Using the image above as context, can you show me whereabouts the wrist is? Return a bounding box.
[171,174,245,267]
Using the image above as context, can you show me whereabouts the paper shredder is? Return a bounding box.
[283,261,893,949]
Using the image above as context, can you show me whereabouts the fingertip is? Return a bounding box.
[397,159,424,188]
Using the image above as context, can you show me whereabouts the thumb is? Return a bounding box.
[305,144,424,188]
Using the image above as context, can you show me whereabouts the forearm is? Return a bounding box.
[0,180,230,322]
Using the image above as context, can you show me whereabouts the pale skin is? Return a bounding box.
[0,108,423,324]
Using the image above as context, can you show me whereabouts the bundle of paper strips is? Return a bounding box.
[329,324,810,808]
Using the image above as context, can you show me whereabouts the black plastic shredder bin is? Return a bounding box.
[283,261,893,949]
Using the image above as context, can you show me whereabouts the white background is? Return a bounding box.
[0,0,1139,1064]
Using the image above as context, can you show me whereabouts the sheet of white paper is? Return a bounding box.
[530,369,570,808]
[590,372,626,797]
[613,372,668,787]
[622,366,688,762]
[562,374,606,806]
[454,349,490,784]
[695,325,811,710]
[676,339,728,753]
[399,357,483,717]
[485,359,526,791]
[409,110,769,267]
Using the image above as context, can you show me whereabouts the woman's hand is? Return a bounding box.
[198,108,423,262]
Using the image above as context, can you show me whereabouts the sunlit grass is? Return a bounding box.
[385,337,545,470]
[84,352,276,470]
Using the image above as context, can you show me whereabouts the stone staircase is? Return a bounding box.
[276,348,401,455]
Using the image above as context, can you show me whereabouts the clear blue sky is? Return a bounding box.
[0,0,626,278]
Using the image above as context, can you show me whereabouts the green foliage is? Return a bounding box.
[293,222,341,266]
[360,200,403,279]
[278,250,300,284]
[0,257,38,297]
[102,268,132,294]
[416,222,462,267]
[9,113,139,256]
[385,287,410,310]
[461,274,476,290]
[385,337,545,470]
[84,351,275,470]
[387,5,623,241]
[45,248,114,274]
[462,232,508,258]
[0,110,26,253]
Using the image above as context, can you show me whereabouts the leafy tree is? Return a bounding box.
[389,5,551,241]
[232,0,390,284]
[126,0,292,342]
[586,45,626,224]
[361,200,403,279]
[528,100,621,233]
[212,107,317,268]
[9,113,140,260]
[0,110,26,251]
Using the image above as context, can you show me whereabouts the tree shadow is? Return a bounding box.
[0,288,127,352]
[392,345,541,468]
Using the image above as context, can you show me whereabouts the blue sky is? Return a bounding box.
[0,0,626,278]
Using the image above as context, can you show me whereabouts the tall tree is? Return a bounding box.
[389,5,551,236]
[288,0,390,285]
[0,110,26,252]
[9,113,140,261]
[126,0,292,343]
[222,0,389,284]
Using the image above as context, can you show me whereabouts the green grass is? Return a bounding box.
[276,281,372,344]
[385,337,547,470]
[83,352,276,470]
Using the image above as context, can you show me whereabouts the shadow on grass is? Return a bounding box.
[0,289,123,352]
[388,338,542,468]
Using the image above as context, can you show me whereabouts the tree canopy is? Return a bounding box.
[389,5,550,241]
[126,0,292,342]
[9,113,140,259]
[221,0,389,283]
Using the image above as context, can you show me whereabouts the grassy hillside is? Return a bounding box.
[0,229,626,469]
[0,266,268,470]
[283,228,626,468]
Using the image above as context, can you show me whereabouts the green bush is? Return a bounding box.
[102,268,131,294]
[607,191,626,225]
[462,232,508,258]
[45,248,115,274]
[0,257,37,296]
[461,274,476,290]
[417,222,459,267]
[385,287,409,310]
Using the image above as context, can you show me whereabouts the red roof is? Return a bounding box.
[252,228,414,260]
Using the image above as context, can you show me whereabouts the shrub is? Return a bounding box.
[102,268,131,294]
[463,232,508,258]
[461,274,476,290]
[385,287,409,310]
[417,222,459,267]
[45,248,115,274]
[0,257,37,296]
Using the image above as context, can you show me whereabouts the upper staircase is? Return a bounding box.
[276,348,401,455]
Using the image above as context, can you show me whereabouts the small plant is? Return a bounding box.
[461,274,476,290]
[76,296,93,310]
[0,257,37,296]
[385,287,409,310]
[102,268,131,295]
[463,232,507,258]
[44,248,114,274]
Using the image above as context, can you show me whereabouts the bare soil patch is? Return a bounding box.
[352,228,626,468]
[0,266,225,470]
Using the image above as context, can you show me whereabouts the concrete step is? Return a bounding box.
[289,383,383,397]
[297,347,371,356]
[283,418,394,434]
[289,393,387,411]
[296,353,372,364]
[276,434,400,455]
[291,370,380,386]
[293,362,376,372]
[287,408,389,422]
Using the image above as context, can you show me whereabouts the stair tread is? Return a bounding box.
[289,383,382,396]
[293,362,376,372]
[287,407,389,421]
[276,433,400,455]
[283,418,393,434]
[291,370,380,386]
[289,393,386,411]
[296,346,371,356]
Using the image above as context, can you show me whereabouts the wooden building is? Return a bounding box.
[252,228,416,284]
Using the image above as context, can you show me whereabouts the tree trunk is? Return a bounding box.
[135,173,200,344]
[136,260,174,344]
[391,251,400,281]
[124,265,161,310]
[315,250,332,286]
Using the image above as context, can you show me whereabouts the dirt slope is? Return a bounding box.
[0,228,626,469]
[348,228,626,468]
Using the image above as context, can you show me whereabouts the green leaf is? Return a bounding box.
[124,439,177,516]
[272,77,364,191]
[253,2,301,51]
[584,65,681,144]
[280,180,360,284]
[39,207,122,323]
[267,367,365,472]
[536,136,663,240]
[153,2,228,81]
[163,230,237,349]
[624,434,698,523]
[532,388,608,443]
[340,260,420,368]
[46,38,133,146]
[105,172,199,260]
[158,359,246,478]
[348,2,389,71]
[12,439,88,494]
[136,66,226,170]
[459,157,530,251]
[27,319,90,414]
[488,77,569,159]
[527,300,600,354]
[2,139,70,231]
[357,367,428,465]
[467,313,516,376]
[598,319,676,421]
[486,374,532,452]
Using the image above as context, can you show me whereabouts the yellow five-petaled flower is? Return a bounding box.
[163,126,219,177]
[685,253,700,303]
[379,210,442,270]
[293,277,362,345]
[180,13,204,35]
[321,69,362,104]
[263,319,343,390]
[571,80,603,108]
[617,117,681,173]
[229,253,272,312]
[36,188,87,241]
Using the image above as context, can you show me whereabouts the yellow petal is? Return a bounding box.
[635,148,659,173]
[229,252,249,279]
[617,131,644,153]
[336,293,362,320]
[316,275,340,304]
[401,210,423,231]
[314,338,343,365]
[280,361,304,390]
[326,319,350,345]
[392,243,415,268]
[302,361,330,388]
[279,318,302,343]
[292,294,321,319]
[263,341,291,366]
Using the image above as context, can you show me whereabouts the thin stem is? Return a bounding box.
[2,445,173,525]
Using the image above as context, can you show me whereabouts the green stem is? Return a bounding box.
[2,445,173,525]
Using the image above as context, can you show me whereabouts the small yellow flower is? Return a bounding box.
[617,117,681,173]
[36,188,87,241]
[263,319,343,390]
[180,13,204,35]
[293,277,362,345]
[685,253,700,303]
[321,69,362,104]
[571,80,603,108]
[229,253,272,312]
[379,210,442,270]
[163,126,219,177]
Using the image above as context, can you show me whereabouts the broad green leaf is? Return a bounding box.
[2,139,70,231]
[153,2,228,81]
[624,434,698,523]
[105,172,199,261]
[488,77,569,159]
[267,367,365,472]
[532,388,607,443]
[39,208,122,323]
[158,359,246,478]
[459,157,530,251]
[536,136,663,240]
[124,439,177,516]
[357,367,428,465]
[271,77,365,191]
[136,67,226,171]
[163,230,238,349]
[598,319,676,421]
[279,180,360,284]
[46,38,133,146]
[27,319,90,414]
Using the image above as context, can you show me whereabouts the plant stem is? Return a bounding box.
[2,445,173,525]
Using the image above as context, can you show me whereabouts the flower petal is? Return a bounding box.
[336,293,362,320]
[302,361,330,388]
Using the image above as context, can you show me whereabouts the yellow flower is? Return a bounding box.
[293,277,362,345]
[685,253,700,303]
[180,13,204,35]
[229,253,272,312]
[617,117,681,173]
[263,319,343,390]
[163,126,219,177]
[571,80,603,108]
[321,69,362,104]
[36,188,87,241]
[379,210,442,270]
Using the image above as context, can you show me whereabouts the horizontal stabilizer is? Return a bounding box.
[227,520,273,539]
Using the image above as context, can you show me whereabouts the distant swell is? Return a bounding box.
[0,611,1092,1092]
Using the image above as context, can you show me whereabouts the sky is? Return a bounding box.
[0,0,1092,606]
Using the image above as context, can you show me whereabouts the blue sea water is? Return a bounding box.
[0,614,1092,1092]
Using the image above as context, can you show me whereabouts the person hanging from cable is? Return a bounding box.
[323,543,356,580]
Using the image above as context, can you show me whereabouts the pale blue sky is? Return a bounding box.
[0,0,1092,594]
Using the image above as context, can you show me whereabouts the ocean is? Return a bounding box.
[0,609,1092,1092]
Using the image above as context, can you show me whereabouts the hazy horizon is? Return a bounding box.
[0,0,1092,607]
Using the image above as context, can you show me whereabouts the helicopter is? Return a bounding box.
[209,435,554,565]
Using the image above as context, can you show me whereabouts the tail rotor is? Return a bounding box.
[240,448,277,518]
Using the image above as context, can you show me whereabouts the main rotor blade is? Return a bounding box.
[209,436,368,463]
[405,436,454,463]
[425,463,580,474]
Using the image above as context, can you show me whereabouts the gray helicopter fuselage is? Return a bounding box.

——

Please arrange the listing from the line with "thumb is? Return a bounding box." up to and including the line with "[0,180,230,322]" as a Markdown table with the columns No. and Line. Give one numbered row per line, leaving out any blank lines.

| No. | Line |
|---|---|
| 1 | Using the image above as context, can you show me whereabouts the thumb is? Return a bounding box. |
| 2 | [305,144,424,188] |
| 3 | Using the image above as context, can you show me whereabouts the forearm is? Return a bounding box. |
| 4 | [0,180,230,322] |